▸ **Goal**: Copy out the data from the line with "Please segment every instance of the **blonde" to the line with "94], [30, 81]]", both ends included, keeping every line of text but leaving out the pictures. Add -47 to each x and y vertex coordinate in the answers.
-- Begin Supplied data --
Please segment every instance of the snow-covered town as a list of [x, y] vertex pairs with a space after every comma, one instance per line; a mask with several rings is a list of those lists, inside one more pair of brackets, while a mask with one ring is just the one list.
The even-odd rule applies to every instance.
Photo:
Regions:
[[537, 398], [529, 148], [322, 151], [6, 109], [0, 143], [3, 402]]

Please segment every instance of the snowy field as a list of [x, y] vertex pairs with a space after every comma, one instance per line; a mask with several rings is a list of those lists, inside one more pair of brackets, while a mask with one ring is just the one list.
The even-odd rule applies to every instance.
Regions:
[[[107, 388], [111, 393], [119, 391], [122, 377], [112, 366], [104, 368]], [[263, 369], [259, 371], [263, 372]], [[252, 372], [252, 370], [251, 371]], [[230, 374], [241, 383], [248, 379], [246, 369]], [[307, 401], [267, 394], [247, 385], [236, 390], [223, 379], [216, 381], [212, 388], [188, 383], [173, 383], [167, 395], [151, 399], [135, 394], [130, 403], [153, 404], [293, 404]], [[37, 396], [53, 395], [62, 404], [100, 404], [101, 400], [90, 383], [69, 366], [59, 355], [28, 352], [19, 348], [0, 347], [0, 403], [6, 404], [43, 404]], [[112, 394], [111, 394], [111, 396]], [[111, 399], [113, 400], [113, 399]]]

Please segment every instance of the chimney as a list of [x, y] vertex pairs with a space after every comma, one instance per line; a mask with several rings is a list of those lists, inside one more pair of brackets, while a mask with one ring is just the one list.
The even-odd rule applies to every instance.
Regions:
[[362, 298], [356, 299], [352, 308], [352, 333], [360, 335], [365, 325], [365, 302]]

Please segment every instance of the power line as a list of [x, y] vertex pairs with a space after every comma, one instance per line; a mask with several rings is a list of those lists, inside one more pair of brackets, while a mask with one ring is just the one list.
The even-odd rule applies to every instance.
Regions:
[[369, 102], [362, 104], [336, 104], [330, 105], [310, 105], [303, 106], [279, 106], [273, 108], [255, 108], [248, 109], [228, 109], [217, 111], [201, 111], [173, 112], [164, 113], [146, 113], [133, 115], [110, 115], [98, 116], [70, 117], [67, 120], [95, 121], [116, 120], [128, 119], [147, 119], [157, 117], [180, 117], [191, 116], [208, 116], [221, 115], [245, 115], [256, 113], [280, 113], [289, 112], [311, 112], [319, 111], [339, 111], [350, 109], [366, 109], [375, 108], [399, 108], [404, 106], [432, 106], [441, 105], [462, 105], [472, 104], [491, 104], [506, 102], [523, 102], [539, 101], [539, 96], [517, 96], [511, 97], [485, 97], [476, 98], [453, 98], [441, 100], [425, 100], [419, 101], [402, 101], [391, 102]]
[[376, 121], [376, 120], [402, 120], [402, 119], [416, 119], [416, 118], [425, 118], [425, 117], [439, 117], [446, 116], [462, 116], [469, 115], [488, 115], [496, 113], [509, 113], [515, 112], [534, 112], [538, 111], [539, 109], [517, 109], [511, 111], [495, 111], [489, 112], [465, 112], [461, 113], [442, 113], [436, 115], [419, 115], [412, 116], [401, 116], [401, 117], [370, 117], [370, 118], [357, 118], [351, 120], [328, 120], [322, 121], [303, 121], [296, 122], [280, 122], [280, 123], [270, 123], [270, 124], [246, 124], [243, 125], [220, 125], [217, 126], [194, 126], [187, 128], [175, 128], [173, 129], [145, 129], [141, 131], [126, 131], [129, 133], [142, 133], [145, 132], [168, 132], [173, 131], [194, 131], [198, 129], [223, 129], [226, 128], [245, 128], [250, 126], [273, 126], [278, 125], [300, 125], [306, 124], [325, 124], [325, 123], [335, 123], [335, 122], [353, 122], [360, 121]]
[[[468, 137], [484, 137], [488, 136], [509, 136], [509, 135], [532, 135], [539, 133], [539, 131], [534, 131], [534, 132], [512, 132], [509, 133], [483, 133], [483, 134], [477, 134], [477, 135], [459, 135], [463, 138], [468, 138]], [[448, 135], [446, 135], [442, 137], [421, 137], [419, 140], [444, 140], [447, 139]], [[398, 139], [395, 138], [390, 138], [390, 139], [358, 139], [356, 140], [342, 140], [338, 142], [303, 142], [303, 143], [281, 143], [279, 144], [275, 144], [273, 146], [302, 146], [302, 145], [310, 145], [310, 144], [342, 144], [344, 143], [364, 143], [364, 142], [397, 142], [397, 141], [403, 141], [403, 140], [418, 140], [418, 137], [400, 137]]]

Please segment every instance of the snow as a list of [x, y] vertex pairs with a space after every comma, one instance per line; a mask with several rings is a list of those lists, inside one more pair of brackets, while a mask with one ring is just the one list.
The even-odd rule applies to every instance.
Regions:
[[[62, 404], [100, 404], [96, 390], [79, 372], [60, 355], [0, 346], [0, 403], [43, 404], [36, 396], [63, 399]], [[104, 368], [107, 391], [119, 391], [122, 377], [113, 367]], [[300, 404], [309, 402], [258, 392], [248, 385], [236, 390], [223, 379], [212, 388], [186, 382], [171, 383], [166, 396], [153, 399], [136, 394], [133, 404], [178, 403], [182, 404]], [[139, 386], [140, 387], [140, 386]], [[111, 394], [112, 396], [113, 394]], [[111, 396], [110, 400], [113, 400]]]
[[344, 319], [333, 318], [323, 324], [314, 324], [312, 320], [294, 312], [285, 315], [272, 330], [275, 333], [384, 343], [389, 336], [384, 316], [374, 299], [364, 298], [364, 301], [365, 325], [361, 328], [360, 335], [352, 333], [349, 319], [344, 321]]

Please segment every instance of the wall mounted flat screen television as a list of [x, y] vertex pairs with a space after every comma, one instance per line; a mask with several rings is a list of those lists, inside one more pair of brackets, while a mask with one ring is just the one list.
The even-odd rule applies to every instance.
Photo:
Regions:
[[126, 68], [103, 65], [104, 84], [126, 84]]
-- End Supplied data --
-- Begin Supplied data --
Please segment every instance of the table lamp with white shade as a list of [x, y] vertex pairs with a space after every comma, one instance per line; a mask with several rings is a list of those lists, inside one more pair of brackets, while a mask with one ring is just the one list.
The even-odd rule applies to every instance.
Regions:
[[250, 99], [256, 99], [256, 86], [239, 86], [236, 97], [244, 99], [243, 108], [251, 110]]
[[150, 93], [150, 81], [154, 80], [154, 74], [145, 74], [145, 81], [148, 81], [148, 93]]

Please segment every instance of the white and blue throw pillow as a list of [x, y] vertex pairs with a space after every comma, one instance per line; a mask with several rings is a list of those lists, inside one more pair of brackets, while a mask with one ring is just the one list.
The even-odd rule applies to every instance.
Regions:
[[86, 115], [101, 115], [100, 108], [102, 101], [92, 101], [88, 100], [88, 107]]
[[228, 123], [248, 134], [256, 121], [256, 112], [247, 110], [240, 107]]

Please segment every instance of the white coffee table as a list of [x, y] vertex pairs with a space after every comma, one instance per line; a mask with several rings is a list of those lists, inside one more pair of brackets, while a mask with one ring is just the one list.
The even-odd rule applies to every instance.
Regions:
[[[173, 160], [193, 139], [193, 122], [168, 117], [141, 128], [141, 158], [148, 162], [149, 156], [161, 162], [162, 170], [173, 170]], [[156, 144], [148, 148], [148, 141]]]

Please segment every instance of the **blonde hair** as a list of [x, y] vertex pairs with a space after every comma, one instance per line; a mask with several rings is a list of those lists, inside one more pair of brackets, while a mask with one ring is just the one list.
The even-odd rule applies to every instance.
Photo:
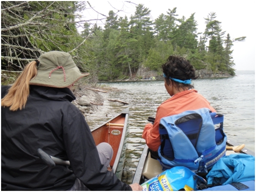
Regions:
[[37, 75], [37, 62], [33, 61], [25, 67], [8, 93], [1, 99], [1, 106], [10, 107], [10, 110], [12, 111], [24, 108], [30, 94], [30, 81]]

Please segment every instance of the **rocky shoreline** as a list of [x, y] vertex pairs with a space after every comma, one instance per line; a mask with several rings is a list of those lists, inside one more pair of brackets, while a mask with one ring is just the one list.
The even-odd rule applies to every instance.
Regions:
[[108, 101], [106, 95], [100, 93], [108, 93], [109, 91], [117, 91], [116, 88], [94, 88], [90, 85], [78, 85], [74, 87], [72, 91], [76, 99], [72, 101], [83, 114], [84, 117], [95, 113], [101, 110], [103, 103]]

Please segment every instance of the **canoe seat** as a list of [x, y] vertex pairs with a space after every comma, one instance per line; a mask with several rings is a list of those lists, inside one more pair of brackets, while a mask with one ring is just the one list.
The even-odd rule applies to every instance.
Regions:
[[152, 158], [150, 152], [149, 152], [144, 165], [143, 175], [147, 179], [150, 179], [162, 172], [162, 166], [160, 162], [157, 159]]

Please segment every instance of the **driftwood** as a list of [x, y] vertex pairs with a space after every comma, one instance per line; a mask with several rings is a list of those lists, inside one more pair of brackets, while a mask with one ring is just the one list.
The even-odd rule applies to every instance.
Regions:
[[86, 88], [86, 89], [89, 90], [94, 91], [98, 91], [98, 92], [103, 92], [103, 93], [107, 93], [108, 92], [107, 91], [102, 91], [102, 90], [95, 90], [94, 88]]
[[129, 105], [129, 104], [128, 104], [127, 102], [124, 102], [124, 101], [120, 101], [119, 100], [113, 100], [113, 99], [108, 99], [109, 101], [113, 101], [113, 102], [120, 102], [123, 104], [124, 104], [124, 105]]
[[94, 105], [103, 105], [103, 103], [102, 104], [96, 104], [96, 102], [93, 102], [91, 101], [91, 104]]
-- End Supplied data --
▸ **Full response**:
Please segment every instance of the **blonde hair** as a list of [x, y] vertex pairs with a space after every comma, one instance per line; a mask with several rings is a list of those lists, inside one more pair of brackets, while a mask with one ring is just the one list.
The even-odd rule applies to every instance.
Photo:
Regions:
[[-10, 28], [-10, 15], [-14, 14], [-22, 20], [-39, 46], [-46, 52], [-46, 59], [-37, 60], [-37, 63], [-35, 64], [-23, 61], [-17, 47], [-17, 34]]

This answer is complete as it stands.